### TASK OBJECTIVE
In your copy, reproduce the entries exactly as they are, minus the images.

Saved entries
━━━━━━━━━━━━━━━━━━━━━━━━━━━━━━

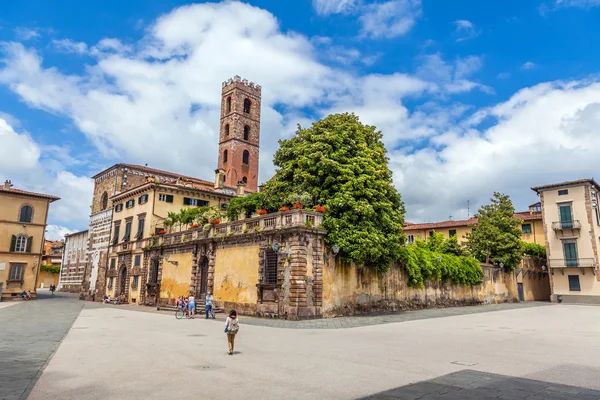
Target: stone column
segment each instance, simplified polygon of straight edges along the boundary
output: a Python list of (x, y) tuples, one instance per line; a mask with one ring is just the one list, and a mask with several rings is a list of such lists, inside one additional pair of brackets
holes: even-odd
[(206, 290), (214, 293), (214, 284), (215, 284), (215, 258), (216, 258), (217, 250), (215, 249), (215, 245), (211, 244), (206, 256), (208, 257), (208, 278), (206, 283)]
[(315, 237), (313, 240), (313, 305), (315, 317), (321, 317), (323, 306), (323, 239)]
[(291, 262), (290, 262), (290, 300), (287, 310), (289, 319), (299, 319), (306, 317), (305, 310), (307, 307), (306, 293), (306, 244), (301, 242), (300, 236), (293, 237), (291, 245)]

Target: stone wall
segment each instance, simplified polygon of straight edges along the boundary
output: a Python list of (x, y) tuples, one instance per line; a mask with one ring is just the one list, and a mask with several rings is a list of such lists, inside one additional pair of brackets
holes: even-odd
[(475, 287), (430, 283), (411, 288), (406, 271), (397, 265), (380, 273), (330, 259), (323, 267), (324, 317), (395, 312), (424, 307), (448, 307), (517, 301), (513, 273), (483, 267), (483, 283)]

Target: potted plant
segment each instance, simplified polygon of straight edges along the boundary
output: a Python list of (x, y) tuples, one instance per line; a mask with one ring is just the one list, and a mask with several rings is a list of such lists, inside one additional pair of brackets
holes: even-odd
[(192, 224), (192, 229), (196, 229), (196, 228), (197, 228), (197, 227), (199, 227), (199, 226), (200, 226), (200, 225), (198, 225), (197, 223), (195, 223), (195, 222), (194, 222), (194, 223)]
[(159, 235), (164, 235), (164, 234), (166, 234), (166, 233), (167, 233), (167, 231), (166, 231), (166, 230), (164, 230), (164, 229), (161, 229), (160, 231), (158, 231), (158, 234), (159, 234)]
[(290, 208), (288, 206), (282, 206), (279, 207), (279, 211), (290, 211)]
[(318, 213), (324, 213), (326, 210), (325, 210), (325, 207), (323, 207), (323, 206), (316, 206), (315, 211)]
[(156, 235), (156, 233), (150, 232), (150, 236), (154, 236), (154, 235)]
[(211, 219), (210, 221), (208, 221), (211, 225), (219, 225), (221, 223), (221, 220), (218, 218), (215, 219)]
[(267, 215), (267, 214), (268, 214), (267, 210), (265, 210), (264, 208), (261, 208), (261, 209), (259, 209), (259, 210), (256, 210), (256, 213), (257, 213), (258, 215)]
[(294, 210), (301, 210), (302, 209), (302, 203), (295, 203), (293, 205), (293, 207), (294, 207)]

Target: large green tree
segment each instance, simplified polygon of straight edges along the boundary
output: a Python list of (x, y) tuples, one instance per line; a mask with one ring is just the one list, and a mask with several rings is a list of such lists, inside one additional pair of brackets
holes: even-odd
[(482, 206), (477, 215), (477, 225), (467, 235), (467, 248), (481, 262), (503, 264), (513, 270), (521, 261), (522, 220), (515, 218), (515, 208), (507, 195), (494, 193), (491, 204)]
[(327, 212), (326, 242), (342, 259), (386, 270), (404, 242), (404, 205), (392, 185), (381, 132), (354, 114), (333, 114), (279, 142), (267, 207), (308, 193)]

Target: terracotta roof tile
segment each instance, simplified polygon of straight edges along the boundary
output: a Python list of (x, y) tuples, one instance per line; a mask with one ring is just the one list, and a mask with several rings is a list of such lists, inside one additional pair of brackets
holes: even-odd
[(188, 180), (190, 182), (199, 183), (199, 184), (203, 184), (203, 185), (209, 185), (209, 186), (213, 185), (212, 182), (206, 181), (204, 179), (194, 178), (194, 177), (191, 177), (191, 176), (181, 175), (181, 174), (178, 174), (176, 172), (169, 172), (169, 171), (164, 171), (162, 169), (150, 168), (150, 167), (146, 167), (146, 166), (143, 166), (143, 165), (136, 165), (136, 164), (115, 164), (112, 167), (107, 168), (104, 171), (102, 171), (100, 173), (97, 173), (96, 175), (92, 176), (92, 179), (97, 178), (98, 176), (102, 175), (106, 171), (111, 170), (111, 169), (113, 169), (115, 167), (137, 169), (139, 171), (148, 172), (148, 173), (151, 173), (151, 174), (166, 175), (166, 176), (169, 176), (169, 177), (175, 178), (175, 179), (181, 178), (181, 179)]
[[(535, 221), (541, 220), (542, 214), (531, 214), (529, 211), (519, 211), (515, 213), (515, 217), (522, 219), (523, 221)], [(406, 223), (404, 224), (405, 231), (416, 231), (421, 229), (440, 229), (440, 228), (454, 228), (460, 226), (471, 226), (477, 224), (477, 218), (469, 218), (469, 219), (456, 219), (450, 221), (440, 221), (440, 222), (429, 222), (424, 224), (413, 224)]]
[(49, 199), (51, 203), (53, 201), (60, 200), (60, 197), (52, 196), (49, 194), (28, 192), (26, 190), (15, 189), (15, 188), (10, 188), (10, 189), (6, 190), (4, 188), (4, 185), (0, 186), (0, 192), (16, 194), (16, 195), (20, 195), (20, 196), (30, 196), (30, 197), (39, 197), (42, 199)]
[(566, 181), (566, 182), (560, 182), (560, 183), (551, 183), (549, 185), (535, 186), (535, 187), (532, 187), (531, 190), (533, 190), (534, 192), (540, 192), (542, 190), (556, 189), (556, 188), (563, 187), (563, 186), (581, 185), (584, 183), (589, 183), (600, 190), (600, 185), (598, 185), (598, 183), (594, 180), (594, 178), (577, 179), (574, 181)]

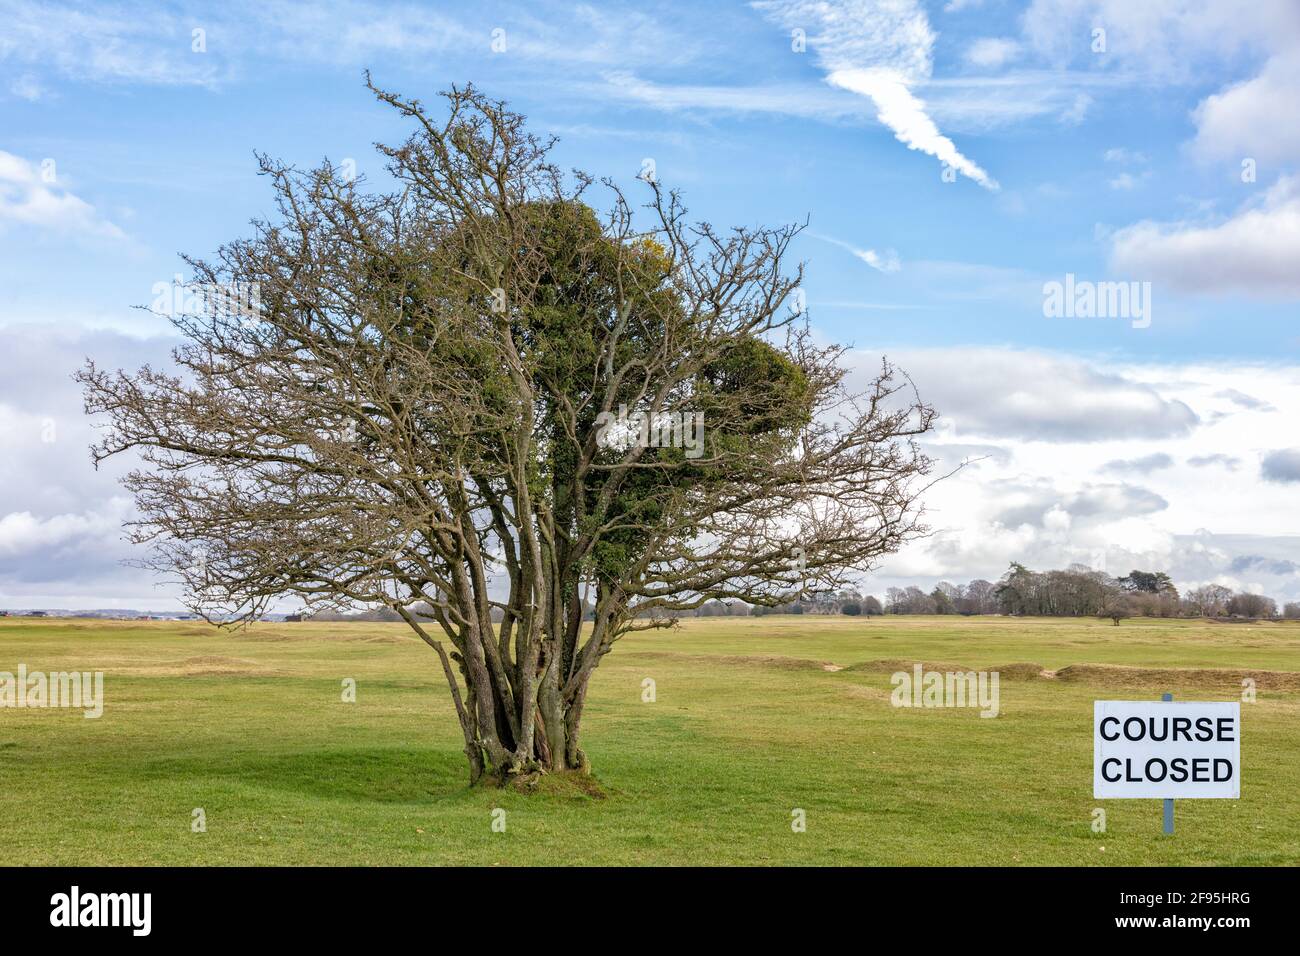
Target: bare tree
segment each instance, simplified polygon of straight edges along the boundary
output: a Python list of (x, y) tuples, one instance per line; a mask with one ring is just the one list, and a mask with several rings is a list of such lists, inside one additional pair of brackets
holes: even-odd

━━━━━━━━━━━━━━━━━━━━━━━━━━━━━━

### RESPONSE TO THE EXERCISE
Target: stone column
segment each instance, simplified polygon of straight edges along the boundary
output: a Python list of (x, y) tuples, one instance per line; a mask with one ring is just the one list, and a mask with several rings is a list of such lists, inside one additional pair of brackets
holes: even-odd
[(206, 290), (214, 293), (214, 284), (215, 284), (215, 258), (216, 258), (217, 250), (215, 249), (215, 245), (211, 244), (206, 256), (208, 257), (208, 278), (206, 283)]
[(315, 237), (313, 240), (313, 305), (315, 317), (321, 317), (323, 306), (323, 239)]
[(291, 262), (290, 262), (290, 300), (287, 310), (289, 319), (299, 319), (306, 317), (305, 310), (307, 307), (306, 293), (306, 244), (301, 242), (300, 236), (293, 237), (291, 245)]

Target: stone wall
segment each instance, simplified polygon of straight edges along the boundary
output: a Python list of (x, y) tuples, one instance per line; a mask with one ring is just the one list, and a mask with several rings is a list of such lists, inside one additional pair of brackets
holes: even-odd
[(475, 287), (430, 283), (411, 288), (406, 271), (397, 265), (380, 273), (330, 259), (323, 267), (324, 317), (395, 312), (424, 307), (448, 307), (517, 301), (513, 273), (483, 267), (483, 283)]

Target: potted plant
segment each instance, simplified polygon of straight edges along the boundary
output: a Python list of (x, y) tuples, one instance per line; a mask with one ring is just the one list, and a mask with several rings is a list of such lists, inside one additional pair of brackets
holes: even-odd
[(192, 224), (192, 229), (196, 229), (196, 228), (197, 228), (197, 227), (199, 227), (199, 226), (200, 226), (200, 225), (198, 225), (197, 223), (195, 223), (195, 222), (194, 222), (194, 223)]
[(159, 235), (164, 235), (164, 234), (166, 234), (166, 233), (167, 233), (167, 231), (166, 231), (166, 230), (164, 230), (164, 229), (161, 229), (160, 231), (158, 231), (158, 234), (159, 234)]
[(290, 208), (288, 206), (282, 206), (279, 207), (279, 211), (290, 211)]
[(318, 213), (324, 213), (326, 210), (325, 210), (325, 207), (323, 207), (323, 206), (316, 206), (315, 211)]
[(156, 235), (156, 233), (150, 232), (150, 236), (154, 236), (154, 235)]
[(211, 219), (210, 221), (208, 221), (211, 225), (219, 225), (221, 223), (221, 220), (218, 218), (215, 219)]
[(267, 215), (267, 214), (268, 214), (267, 210), (265, 210), (264, 208), (261, 208), (261, 209), (259, 209), (259, 210), (256, 210), (256, 213), (257, 213), (258, 215)]
[(294, 210), (301, 210), (302, 209), (302, 203), (295, 203), (293, 205), (293, 207), (294, 207)]

Target: large green tree
segment each instance, simplified polygon of straight edges along the boundary
output: a Python list of (x, y) tuples, one instance per line; a mask with one ring is just the one list, and a mask with several rings is a list of such lists, inside one additional pair of brackets
holes: even-odd
[(482, 206), (477, 215), (477, 225), (467, 235), (467, 248), (481, 262), (503, 264), (513, 270), (521, 261), (522, 220), (515, 218), (515, 208), (507, 195), (494, 193), (491, 204)]
[(327, 212), (326, 242), (342, 259), (386, 270), (404, 242), (404, 205), (392, 185), (381, 132), (354, 114), (333, 114), (279, 142), (267, 207), (308, 193)]

Target: terracotta roof tile
segment each instance, simplified polygon of straight edges along the boundary
output: a Python list of (x, y) tuples, one instance per line; a mask with one ring is just the one list, and a mask with several rings is a list of such lists, inside one additional pair of brackets
holes: even-odd
[(188, 180), (190, 182), (199, 183), (199, 184), (203, 184), (203, 185), (209, 185), (209, 186), (213, 185), (212, 182), (206, 181), (204, 179), (194, 178), (194, 177), (191, 177), (191, 176), (181, 175), (181, 174), (178, 174), (176, 172), (169, 172), (169, 171), (164, 171), (162, 169), (150, 168), (150, 167), (146, 167), (146, 166), (143, 166), (143, 165), (136, 165), (136, 164), (115, 164), (112, 167), (107, 168), (104, 171), (102, 171), (100, 173), (97, 173), (96, 175), (92, 176), (92, 179), (97, 178), (98, 176), (102, 175), (106, 171), (111, 170), (111, 169), (113, 169), (115, 167), (137, 169), (139, 171), (148, 172), (148, 173), (151, 173), (151, 174), (166, 175), (166, 176), (169, 176), (169, 177), (175, 178), (175, 179), (181, 178), (181, 179)]
[[(535, 221), (541, 220), (542, 214), (531, 214), (529, 211), (519, 211), (515, 213), (515, 217), (522, 219), (523, 221)], [(406, 223), (404, 224), (405, 231), (416, 231), (421, 229), (440, 229), (440, 228), (454, 228), (460, 226), (471, 226), (477, 224), (477, 218), (469, 218), (469, 219), (456, 219), (450, 221), (440, 221), (440, 222), (429, 222), (424, 224), (413, 224)]]
[(49, 199), (51, 203), (53, 201), (60, 200), (60, 197), (52, 196), (49, 194), (28, 192), (26, 190), (15, 189), (15, 188), (10, 188), (10, 189), (6, 190), (4, 188), (4, 185), (0, 186), (0, 192), (16, 194), (16, 195), (20, 195), (20, 196), (30, 196), (30, 197), (39, 197), (42, 199)]
[(566, 181), (566, 182), (560, 182), (560, 183), (551, 183), (549, 185), (535, 186), (535, 187), (532, 187), (531, 190), (533, 190), (534, 192), (540, 192), (542, 190), (556, 189), (556, 188), (563, 187), (563, 186), (581, 185), (584, 183), (589, 183), (600, 190), (600, 185), (598, 185), (598, 183), (594, 180), (594, 178), (577, 179), (574, 181)]

Target: bare tree
segment each instance, simplified polygon of straight edges along the boundary
output: a Python list of (x, y) tuples, one instance per line; a mask with one ring is just the one list, and a mask with several rings is a list of such lists, inside one additional pair of brackets
holes: even-odd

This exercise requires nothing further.